O problema: Prossiga com a escrita do texto sobre a emigração na banda desenhada, começando logo após a última frase apresentada.

Texto selecionado:
━━━

Ao
contrário da literatura e do cinema, o tópico da emigração não
tem particular relevo na BD. E no entanto, como fenómeno humano, ela
está pejada de situações conflituais romanescas inesgotáveis, Num
dos grandes romances portugueses do século XX, Emigrantes (1928),
de Ferreira de Castro, há uma cena decisiva sobre a angústia do
desterro voluntário, quando o rebanho vindo de vários pontos do
território e já a bordo do barco que os leva ao Brasil, vê Lisboa
a afastar-se, talvez até nunca mais: “eles sentiam,
instintivamente, a ligação, nunca até ali compreendida, das
aldeias em que nasceram com a cidade que se ia esfumando à popa do
navio, entre céu e azul. E contemplavam-na, emocionados, vencidos
pelo coração, como se nela se focassem os panoramas nativos, com as
suas figuras e a sua saudade.”

━━━

Conteúdo dos dados:

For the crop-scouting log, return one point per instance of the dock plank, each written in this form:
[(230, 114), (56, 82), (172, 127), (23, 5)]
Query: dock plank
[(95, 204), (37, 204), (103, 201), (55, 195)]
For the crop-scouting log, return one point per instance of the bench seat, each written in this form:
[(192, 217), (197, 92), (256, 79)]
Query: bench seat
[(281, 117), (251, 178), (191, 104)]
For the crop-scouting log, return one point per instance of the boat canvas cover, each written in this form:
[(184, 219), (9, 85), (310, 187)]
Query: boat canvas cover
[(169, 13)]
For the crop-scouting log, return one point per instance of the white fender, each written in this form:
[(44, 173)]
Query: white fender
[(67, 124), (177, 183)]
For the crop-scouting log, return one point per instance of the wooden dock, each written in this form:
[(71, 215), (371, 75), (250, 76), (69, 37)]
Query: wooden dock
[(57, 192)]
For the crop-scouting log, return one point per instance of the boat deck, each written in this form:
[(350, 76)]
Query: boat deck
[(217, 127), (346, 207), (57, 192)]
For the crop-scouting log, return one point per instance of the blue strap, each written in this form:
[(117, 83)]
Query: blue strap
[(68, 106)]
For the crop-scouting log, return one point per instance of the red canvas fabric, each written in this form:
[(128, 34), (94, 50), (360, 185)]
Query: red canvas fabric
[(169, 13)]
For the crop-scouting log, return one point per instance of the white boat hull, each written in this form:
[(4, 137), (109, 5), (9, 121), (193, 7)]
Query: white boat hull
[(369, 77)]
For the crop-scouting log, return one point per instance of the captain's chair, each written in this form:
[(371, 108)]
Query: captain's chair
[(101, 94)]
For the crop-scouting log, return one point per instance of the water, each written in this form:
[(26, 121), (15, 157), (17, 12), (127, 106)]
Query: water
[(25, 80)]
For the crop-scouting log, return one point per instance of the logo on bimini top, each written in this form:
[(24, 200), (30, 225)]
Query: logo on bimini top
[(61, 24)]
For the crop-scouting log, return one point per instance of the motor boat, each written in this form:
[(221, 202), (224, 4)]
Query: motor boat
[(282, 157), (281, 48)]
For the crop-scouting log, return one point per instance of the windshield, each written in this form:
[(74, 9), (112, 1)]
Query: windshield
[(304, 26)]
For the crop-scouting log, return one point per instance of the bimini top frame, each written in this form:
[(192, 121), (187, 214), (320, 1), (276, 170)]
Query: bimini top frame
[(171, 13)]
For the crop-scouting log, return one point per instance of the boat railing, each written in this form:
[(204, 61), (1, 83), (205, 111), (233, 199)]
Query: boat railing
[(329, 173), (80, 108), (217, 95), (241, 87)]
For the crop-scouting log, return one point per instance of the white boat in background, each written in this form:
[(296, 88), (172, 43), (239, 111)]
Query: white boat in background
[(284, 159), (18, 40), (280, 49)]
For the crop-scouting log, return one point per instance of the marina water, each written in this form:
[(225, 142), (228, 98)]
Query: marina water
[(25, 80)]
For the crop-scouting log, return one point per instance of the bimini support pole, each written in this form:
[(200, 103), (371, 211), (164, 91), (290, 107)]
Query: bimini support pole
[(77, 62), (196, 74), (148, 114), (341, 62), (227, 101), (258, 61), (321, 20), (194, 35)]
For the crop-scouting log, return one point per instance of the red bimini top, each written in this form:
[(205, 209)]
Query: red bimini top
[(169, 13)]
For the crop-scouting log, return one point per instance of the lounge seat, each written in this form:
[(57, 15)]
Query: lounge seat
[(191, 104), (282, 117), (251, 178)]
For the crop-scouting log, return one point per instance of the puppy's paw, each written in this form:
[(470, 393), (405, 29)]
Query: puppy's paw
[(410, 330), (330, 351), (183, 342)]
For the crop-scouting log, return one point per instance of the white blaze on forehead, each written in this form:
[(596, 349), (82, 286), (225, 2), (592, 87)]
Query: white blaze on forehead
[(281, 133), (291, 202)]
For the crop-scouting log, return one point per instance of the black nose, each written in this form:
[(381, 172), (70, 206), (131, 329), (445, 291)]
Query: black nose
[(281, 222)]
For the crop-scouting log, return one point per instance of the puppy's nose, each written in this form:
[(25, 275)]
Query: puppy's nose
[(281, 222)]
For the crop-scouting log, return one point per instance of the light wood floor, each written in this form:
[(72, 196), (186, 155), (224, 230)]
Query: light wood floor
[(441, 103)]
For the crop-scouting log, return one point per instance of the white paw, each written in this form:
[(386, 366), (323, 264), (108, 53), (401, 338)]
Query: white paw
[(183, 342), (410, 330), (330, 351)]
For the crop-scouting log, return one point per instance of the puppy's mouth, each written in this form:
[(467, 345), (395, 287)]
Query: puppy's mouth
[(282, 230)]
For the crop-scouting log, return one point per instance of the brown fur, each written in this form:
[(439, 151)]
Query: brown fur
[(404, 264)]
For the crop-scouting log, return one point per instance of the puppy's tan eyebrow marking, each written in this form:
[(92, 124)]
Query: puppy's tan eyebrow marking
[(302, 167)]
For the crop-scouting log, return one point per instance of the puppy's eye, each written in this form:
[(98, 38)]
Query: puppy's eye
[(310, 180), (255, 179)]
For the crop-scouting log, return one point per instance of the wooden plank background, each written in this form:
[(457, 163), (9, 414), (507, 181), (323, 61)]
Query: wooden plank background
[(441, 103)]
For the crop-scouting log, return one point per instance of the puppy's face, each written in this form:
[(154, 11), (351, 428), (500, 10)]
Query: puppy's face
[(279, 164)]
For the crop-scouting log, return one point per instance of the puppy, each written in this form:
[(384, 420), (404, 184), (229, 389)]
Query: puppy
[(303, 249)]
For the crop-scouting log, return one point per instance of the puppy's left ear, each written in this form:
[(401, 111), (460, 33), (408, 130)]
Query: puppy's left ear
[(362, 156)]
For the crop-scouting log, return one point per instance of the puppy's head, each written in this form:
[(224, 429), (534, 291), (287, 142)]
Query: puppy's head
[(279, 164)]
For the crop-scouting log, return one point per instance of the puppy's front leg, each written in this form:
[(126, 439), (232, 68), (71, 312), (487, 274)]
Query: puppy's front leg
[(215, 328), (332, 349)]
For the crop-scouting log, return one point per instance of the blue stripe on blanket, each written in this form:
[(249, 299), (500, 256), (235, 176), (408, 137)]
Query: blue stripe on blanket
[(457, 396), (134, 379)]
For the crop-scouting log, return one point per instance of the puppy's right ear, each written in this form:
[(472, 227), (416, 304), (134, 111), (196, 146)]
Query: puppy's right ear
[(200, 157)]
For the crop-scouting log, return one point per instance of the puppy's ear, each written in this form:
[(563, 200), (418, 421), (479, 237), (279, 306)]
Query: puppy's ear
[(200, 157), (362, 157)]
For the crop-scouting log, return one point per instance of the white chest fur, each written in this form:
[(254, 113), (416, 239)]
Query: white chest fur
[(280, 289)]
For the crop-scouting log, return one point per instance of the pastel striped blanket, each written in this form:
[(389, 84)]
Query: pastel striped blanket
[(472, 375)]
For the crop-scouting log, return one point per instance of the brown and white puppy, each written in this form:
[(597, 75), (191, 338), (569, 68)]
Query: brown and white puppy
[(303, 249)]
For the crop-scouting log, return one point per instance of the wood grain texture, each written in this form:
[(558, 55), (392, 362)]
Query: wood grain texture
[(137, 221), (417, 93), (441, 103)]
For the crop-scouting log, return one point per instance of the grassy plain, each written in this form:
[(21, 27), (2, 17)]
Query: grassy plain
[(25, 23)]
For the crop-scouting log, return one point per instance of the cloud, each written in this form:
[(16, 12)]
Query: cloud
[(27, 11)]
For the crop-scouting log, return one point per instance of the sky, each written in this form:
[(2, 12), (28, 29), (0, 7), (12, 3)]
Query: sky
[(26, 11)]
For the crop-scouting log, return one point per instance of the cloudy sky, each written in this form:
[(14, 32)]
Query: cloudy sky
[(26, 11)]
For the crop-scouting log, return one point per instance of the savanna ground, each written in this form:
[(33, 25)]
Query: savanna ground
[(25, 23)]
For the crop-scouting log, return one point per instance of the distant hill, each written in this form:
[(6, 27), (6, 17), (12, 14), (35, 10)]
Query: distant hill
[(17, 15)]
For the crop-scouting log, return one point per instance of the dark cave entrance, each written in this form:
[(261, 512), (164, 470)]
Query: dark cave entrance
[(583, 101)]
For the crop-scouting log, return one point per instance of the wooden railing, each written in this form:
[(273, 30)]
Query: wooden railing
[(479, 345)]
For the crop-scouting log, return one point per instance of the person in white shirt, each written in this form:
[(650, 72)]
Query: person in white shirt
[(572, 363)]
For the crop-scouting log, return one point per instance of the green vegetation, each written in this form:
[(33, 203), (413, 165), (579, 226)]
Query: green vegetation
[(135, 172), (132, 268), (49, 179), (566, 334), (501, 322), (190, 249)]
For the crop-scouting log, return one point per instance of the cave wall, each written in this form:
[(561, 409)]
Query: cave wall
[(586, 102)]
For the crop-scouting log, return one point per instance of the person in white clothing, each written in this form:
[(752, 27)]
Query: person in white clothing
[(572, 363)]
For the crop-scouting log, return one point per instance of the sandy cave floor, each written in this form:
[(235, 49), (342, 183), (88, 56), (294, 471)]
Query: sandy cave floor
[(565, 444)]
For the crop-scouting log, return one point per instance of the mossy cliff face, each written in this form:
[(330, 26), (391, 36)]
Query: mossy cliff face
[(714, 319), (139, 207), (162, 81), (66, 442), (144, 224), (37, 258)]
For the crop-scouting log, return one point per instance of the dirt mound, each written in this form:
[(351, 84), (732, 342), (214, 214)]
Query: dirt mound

━━━

Resultado da tarefa:
A história de hoje
fala-nos de Tonio, um jovem aldeão siciliano, afável, inteligente e
bem-parecido, atingido pelo defeito congénito de um pé boto. No
velório do avô, Ripponi, o proprietário para quem toda a família
trabalha, decide atribuir-se a generosidade de custear metade da
viagem do jovem para a América, devendo o resto da aldeia
quotizar-se para o resto. Nada foi feito por desinteresse, sentimento
que ao bicho-homem raro assiste, mas os desenvolvimentos, só nos
tomos seguintes conheceremos.
Ellis Island, foi o
histórico centro de acolhimento, fiscalização, internamento e por
vezes devolução dos recém-chegados à América, terra do leite e
do mel no imaginário dos pobres da Europa, e ainda hoje dos
deserdados do mundo. Tonio deixara para trás a aldeia, a família e
um amor inesperado. Ao largo de Manhattan, muda de vogais e de
condição: passa agora a imigrante, e ao desconforto do que lhe é
ignoto. À terceira prancha vemos o convés pejado da gente da
terceira classe (título de um
belo livro de José Rodrigues Miguéis) e os comentários desdenhosos
atirados de cima pelos da primeira. Uma maravilhosa algaraviada do
lumpen europeu, cujo olhar irradia esperançada expectativa, seja
gaiato ou velho quase de pés para a cova. No interior, Tonio fez
amizade com Giuseppe, italiano do norte, desempoeirado e expansivo.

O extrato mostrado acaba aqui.